__Records for processing__.
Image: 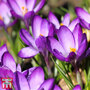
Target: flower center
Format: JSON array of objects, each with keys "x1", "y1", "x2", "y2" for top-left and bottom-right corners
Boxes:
[
  {"x1": 70, "y1": 48, "x2": 76, "y2": 52},
  {"x1": 40, "y1": 34, "x2": 43, "y2": 36},
  {"x1": 60, "y1": 23, "x2": 64, "y2": 26},
  {"x1": 22, "y1": 7, "x2": 28, "y2": 15},
  {"x1": 0, "y1": 15, "x2": 3, "y2": 21}
]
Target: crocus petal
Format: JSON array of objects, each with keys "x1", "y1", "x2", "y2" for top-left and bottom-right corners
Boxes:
[
  {"x1": 34, "y1": 0, "x2": 45, "y2": 12},
  {"x1": 73, "y1": 85, "x2": 82, "y2": 90},
  {"x1": 77, "y1": 35, "x2": 87, "y2": 56},
  {"x1": 8, "y1": 19, "x2": 18, "y2": 27},
  {"x1": 85, "y1": 48, "x2": 90, "y2": 57},
  {"x1": 48, "y1": 37, "x2": 65, "y2": 54},
  {"x1": 0, "y1": 78, "x2": 6, "y2": 90},
  {"x1": 53, "y1": 49, "x2": 67, "y2": 61},
  {"x1": 53, "y1": 85, "x2": 62, "y2": 90},
  {"x1": 80, "y1": 19, "x2": 90, "y2": 30},
  {"x1": 28, "y1": 67, "x2": 44, "y2": 90},
  {"x1": 68, "y1": 18, "x2": 80, "y2": 32},
  {"x1": 0, "y1": 44, "x2": 8, "y2": 62},
  {"x1": 19, "y1": 29, "x2": 36, "y2": 47},
  {"x1": 22, "y1": 67, "x2": 37, "y2": 80},
  {"x1": 65, "y1": 52, "x2": 76, "y2": 62},
  {"x1": 18, "y1": 47, "x2": 39, "y2": 58},
  {"x1": 75, "y1": 7, "x2": 90, "y2": 23},
  {"x1": 27, "y1": 0, "x2": 36, "y2": 11},
  {"x1": 40, "y1": 19, "x2": 49, "y2": 37},
  {"x1": 17, "y1": 64, "x2": 22, "y2": 72},
  {"x1": 48, "y1": 23, "x2": 55, "y2": 36},
  {"x1": 24, "y1": 11, "x2": 34, "y2": 20},
  {"x1": 57, "y1": 26, "x2": 75, "y2": 52},
  {"x1": 8, "y1": 0, "x2": 22, "y2": 16},
  {"x1": 35, "y1": 36, "x2": 46, "y2": 52},
  {"x1": 2, "y1": 52, "x2": 16, "y2": 72},
  {"x1": 73, "y1": 24, "x2": 82, "y2": 50},
  {"x1": 48, "y1": 12, "x2": 60, "y2": 29},
  {"x1": 10, "y1": 10, "x2": 23, "y2": 19},
  {"x1": 15, "y1": 71, "x2": 29, "y2": 90},
  {"x1": 62, "y1": 13, "x2": 70, "y2": 26},
  {"x1": 38, "y1": 78, "x2": 54, "y2": 90},
  {"x1": 32, "y1": 16, "x2": 42, "y2": 39},
  {"x1": 0, "y1": 20, "x2": 5, "y2": 27},
  {"x1": 0, "y1": 2, "x2": 11, "y2": 25},
  {"x1": 0, "y1": 66, "x2": 14, "y2": 78},
  {"x1": 15, "y1": 0, "x2": 26, "y2": 10}
]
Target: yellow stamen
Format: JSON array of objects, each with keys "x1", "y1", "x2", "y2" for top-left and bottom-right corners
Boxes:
[
  {"x1": 22, "y1": 7, "x2": 28, "y2": 15},
  {"x1": 0, "y1": 15, "x2": 3, "y2": 21},
  {"x1": 40, "y1": 34, "x2": 43, "y2": 36},
  {"x1": 60, "y1": 23, "x2": 64, "y2": 26},
  {"x1": 70, "y1": 48, "x2": 76, "y2": 52}
]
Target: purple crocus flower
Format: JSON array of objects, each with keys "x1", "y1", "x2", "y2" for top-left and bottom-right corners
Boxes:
[
  {"x1": 23, "y1": 67, "x2": 61, "y2": 90},
  {"x1": 0, "y1": 66, "x2": 14, "y2": 90},
  {"x1": 48, "y1": 12, "x2": 79, "y2": 31},
  {"x1": 73, "y1": 85, "x2": 82, "y2": 90},
  {"x1": 8, "y1": 0, "x2": 45, "y2": 28},
  {"x1": 47, "y1": 24, "x2": 87, "y2": 64},
  {"x1": 0, "y1": 44, "x2": 8, "y2": 63},
  {"x1": 0, "y1": 44, "x2": 21, "y2": 72},
  {"x1": 0, "y1": 1, "x2": 17, "y2": 30},
  {"x1": 0, "y1": 66, "x2": 30, "y2": 90},
  {"x1": 18, "y1": 15, "x2": 54, "y2": 73},
  {"x1": 75, "y1": 7, "x2": 90, "y2": 30}
]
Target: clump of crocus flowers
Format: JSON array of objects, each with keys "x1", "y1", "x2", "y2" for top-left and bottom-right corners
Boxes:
[{"x1": 0, "y1": 0, "x2": 90, "y2": 90}]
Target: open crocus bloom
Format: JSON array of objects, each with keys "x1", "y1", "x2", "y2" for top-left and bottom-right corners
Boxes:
[
  {"x1": 8, "y1": 0, "x2": 45, "y2": 18},
  {"x1": 23, "y1": 67, "x2": 61, "y2": 90},
  {"x1": 0, "y1": 44, "x2": 21, "y2": 72},
  {"x1": 73, "y1": 85, "x2": 82, "y2": 90},
  {"x1": 0, "y1": 66, "x2": 30, "y2": 90},
  {"x1": 0, "y1": 1, "x2": 11, "y2": 26},
  {"x1": 48, "y1": 12, "x2": 79, "y2": 31},
  {"x1": 0, "y1": 44, "x2": 8, "y2": 63},
  {"x1": 0, "y1": 66, "x2": 14, "y2": 90},
  {"x1": 75, "y1": 7, "x2": 90, "y2": 30},
  {"x1": 18, "y1": 16, "x2": 54, "y2": 58},
  {"x1": 47, "y1": 24, "x2": 87, "y2": 63},
  {"x1": 0, "y1": 1, "x2": 17, "y2": 30}
]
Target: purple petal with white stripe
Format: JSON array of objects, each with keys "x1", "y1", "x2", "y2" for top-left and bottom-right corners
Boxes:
[
  {"x1": 48, "y1": 12, "x2": 60, "y2": 29},
  {"x1": 18, "y1": 47, "x2": 39, "y2": 58},
  {"x1": 34, "y1": 0, "x2": 45, "y2": 12},
  {"x1": 62, "y1": 13, "x2": 70, "y2": 26},
  {"x1": 2, "y1": 52, "x2": 16, "y2": 72}
]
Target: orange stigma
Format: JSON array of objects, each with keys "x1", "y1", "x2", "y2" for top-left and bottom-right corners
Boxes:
[
  {"x1": 0, "y1": 15, "x2": 3, "y2": 21},
  {"x1": 22, "y1": 7, "x2": 28, "y2": 15},
  {"x1": 70, "y1": 48, "x2": 76, "y2": 52},
  {"x1": 60, "y1": 23, "x2": 64, "y2": 26},
  {"x1": 40, "y1": 34, "x2": 43, "y2": 36}
]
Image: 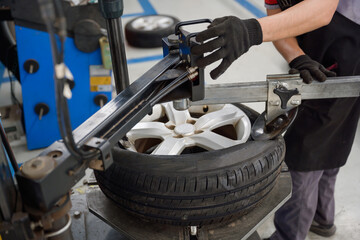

__Written request__.
Put the lines of the records into a Markdown table, starting with the line with "Target: purple petal with white stripe" and going on through the end of the records. Use two columns, Row (numbering each line) and Line, skip blank lines, and leave the pictures out of your answer.

__Solution to this problem__.
| Row | Line |
|---|---|
| 1 | Target: purple petal with white stripe |
| 2 | Format: JSON array of objects, each with keys "x1", "y1", "x2", "y2" for top-left and bottom-right corners |
| 3 | Boxes: |
| 4 | [ |
| 5 |   {"x1": 48, "y1": 12, "x2": 60, "y2": 29}, |
| 6 |   {"x1": 18, "y1": 47, "x2": 39, "y2": 58}, |
| 7 |   {"x1": 34, "y1": 0, "x2": 45, "y2": 12}, |
| 8 |   {"x1": 62, "y1": 13, "x2": 70, "y2": 26}, |
| 9 |   {"x1": 2, "y1": 52, "x2": 16, "y2": 72} |
| 10 | ] |
| 11 | Target: orange stigma |
| 12 | Format: JSON array of objects, each with keys "x1", "y1", "x2", "y2" for top-left and bottom-right corners |
| 13 | Boxes: |
| 14 | [ |
| 15 |   {"x1": 0, "y1": 15, "x2": 3, "y2": 21}, |
| 16 |   {"x1": 22, "y1": 7, "x2": 28, "y2": 15}, |
| 17 |   {"x1": 70, "y1": 48, "x2": 76, "y2": 52}, |
| 18 |   {"x1": 60, "y1": 23, "x2": 64, "y2": 26}, |
| 19 |   {"x1": 40, "y1": 34, "x2": 43, "y2": 36} |
| 20 | ] |
| 21 | Image:  |